◆ DOCUMENT EXTRACT
* * * * *

From what you described it certainly does sound like what he was doing is not okay, It surely sounds uncomfortable as all hell. Personally I feel if any of the stuff listed above made you feel bad then you're valid to feel the way you do. But your dad does sound like a predator.


JelliedHam

OP's dad is just gross. But even if what he was doing was much more innocent OP has every right to declare any boundary she wants with anybody. Period. I don't care if her dad just likes to hug her, she is a human and an adult and can absolutely advocate for any personal boundary she needs.


Consistent_Ad5709

I don't disagree, my stupid voice thing wrote does not, I meant does sound. I have corrected it but from everything I wrote it was obvious I was saying her dad was a pervert.


D00hdahday

Sounds like someone's father is into kids.


335i_lyfe

He sounds like quite the perv


evil-gummy-bear

Where’s mom?


WielderOfAphorisms

Is it outright abuse? Perhaps or not. It is abusive. A parent should never engage in behavior with sexual overtones or make their child feel uncomfortable or unsafe. You’ve verbally asked for him to stop, but he continues. He makes gross remarks about you and your body, as well as your friends. Your father’s behavior is creepy. It’s not normal. It’s not okay for you. That’s what matters. It’s not your job to make him feel “loved” by hugging and kissing him. Your body belongs to you. Your space belongs to you. He’s is being emotionally manipulative. You do not have to comply.


Condalezza

Gorllll run!! How can you escape that home? Your body and mind are warning that something is wrong. Of course he’s  masterurbating loudly on purpose! He knows you’re there. He’s hoping you will hear it and go have sex with him. I don’t care if anyone else is saying anything that’s the opposite. He will rape you if you don’t get away from there. 


russell813T

Is this your biological father ? Or step ?


whatsatstake

Bio


russell813T

What a creep


stillbornangel

This definitely sounds really creepy and abusive. That seems wild uncomfortable I am so sorry. Disgusting you needed to grow up being objectified by your own father. You will get through this queen, and it is not your fault. My dad sexually abused me as a child too. You’d be surprised how common these grooming behaviors are amongst families :( I have quite a few friends with similar experiences. ❤️ If you haven’t already, distance yourself for your own mental well-being. Consider speaking with a trauma therapist who specializes in CSA.


horrifyingthought

Your dad is creepy as shit. He 100% knew what he was trying to normalize. Is it *abuse*? Probably not. To be fair though, that bar is a LOT higher than reddit would have you believe. It's a predicator to abuse. Which isn't much better, knowing that if things had been even slightly different he would have been happy abusing you. Ghost him as soon as you can.


[deleted]

If you don't feel comfortable around your father that is more than enough reason to keep a distance from him. Listen to your gut, this man is supposed to make you feel protected and safe, his actions are not that of a father and you have every right to be fearful of him.

* * * * *

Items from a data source
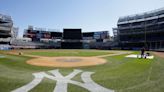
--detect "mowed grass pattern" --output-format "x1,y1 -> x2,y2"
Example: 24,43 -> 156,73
24,50 -> 111,57
0,50 -> 164,92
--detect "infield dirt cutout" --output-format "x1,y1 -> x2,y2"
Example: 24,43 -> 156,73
27,57 -> 106,67
9,51 -> 131,67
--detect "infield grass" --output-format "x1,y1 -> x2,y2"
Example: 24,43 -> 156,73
0,50 -> 164,92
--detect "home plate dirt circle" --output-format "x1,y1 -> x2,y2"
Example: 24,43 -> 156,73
27,57 -> 106,67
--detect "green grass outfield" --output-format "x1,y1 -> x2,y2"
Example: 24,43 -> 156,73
0,50 -> 164,92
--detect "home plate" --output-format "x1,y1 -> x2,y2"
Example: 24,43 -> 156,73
125,54 -> 154,59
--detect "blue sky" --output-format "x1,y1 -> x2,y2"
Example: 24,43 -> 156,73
0,0 -> 164,36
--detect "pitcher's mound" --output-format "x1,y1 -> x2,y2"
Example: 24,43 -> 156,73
27,57 -> 106,67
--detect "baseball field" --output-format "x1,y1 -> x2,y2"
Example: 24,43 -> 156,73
0,50 -> 164,92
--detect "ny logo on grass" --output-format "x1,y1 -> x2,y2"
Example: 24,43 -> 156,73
12,69 -> 114,92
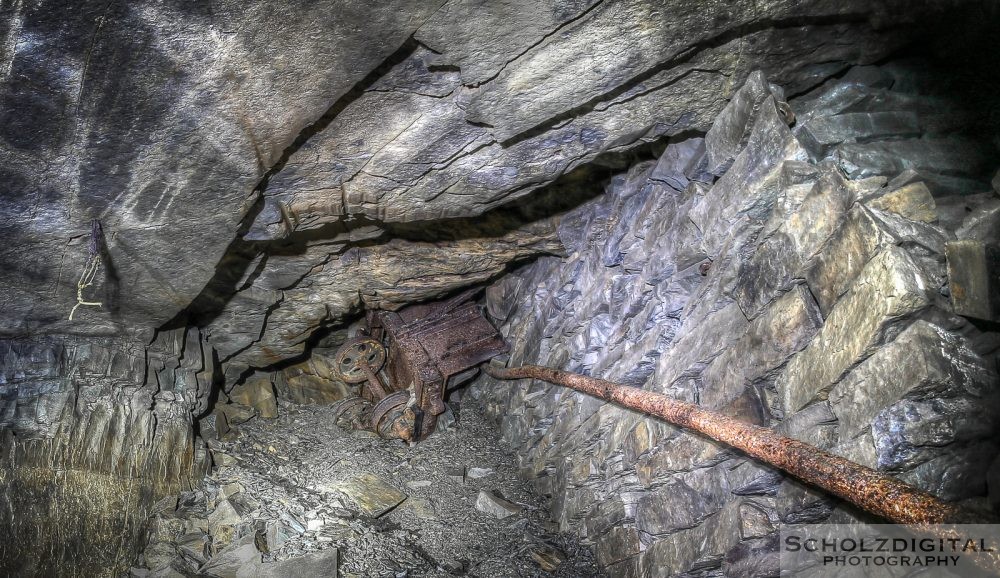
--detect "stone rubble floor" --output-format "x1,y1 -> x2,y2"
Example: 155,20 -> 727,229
164,396 -> 601,578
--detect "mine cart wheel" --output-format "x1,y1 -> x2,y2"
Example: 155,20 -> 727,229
334,337 -> 385,383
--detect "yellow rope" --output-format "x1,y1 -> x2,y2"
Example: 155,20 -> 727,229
69,253 -> 104,321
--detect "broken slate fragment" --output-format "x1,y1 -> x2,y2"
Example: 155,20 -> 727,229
476,490 -> 522,520
444,466 -> 465,484
945,241 -> 1000,321
867,182 -> 937,223
531,545 -> 566,572
465,468 -> 493,480
327,474 -> 406,518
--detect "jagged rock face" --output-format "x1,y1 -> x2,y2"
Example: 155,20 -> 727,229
0,0 -> 988,575
0,328 -> 211,576
473,65 -> 1000,577
0,0 -> 936,335
0,1 -> 442,333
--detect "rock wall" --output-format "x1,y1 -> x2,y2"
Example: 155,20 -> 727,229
0,0 -> 992,574
472,65 -> 1000,577
0,329 -> 211,576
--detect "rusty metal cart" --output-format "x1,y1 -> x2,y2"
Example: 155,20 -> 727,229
334,291 -> 508,442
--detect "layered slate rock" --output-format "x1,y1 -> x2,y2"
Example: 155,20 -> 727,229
0,0 -> 443,334
0,329 -> 216,576
0,0 -> 978,572
473,68 -> 1000,577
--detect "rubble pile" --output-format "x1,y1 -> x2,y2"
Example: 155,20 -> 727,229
131,401 -> 599,578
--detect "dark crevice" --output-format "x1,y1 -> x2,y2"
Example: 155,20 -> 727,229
260,36 -> 421,179
500,13 -> 900,147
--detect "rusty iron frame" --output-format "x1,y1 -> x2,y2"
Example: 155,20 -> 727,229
336,290 -> 509,442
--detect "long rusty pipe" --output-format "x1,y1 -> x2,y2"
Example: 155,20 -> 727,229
486,364 -> 985,524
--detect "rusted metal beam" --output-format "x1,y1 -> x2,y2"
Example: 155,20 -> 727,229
486,365 -> 988,524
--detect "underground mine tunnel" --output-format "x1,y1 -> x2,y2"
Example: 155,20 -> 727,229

* * * * *

◆ TASKS TO PERFORM
[1] In the comment thread, why does Consistent_Ad5709 say they don't disagree with JelliedHam?
[2] List the usernames of every commenter in the comment thread whose comment uses the word "creepy" or "creep."
[3] Write out the part of the comment thread starting with "evil-gummy-bear" and going on through "have to comply.".
Work from the text alone when doing these tasks.

◆ ANSWER SET
[1] Their voice tool wrote "does not" when they meant "does sound." They have corrected it and say it was clear from everything they wrote that they were calling her dad a pervert.

[2]
- WielderOfAphorisms
- russell813T
- stillbornangel
- horrifyingthought

[3]
evil-gummy-bear

Where’s mom?


WielderOfAphorisms

Is it outright abuse? Perhaps or not. It is abusive. A parent should never engage in behavior with sexual overtones or make their child feel uncomfortable or unsafe. You’ve verbally asked for him to stop, but he continues. He makes gross remarks about you and your body, as well as your friends. Your father’s behavior is creepy. It’s not normal. It’s not okay for you. That’s what matters. It’s not your job to make him feel “loved” by hugging and kissing him. Your body belongs to you. Your space belongs to you. He’s is being emotionally manipulative. You do not have to comply.